*** EXCERPT

Those who follow me on Twitter know that I made the decision to come out to my extended family yesterday via email. I cannot express enough appreciation for those who supported me on Twitter with pet pictures and words of support, just as I cannot express enough appreciation for my family in taking this news with love and grace. I’ve attached the (anonymized) letter I sent out yesterday below, and plan to share this blog post on Facebook to allow my family and friends there have the opportunity to read it.
“Coming out” is inherently a perpetually incomplete process, but I hope by sharing this more people in my life will be able to understand (or at least begin to understand) both more of my life narrative and me as a person.
Disclaimer: If you want to use any/all of this letter to come out to your own family please go right ahead! You don’t even have to link back. I request that this blog post be linked to in any other situation, though. Thanks!
To my loving family,
I’m writing this to explain something super important, because I love and appreciate our relationships and the love and support you’ve given to me throughout my life. I’m transgender, specifically non-binary. I hope you’ll take the time to research some of what this means to others, but for me it means that I’m neither a man nor a woman and instead exist “outside the binary.”

******

→ PROBLEM SET
A) Answer these questions about the coming-out blog post, each on its own line:
(i) How did the writer come out to extended family?
(ii) Where does the writer plan to share the blog post?
(iii) For the writer, what does being non-binary mean?
B) Can you transcribe the coming-out blog post word for word, starting at "Disclaimer: If you" and ending at "situation, though. Thanks!"?
C) How would you write the next part of the coming-out blog post, continuing after its final sentence?

*** MATERIAL PROVIDED

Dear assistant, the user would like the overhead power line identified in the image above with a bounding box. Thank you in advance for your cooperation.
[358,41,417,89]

******

→ RESPONSES TO THE TASKS
A)
(i) Via email.
(ii) On Facebook.
(iii) Being neither a man nor a woman and instead existing "outside the binary."

B)
Disclaimer: If you want to use any/all of this letter to come out to your own family please go right ahead! You don’t even have to link back. I request that this blog post be linked to in any other situation, though. Thanks!

C)
What being non-binary means in practice, for me, includes my pronouns being they/them (“Did B go to school today?” “Yes /they/ did.” etc), and due to my experiences with gender dysphoria taking gender-affirming hormone therapy (testosterone) as of May in addition to having a hysterectomy performed in the near future. What does this mean? Well the testosterone does a number of things including lowering my voice, and increasing hair growth (I’m lazy and kind of growing a beard). I hope you will also take the time to research what else testosterone is giving to me should you be curious, as those are only two by-products in a list of many. As well, I’m mostly comfortable being termed with feminine kinship terms because I know they come from a place of love. This means words like “niece” (“my niece”) and “Auntie” (“the kids’ Auntie”) are comfortable for me to hear. That said [my immediate family] have begun using words like “child” (“[x] and [x]’s child”) and “sibling” (“[x]’s sibling”) which are also great to hear.
I cannot stress enough that this is something I’ve known about myself since childhood, but only found the language for as a teenager and only found medical and social support for in the last couple of years. I don’t believe anyone is the same person they were one day to the next, because luckily we’re all learning more about ourselves and the people around us everyday. That said I am still the tiny human you held as a baby, gave Christmas presents to, and have loved and supported for the past 25-odd (or “25 odd” let’s be honest) years.
Because this is new information for you I understand that you may not use my pronouns or related terms correctly right away. That said it will and does mean a lot to me if and when you do because it demonstrates your respect for me and who I am.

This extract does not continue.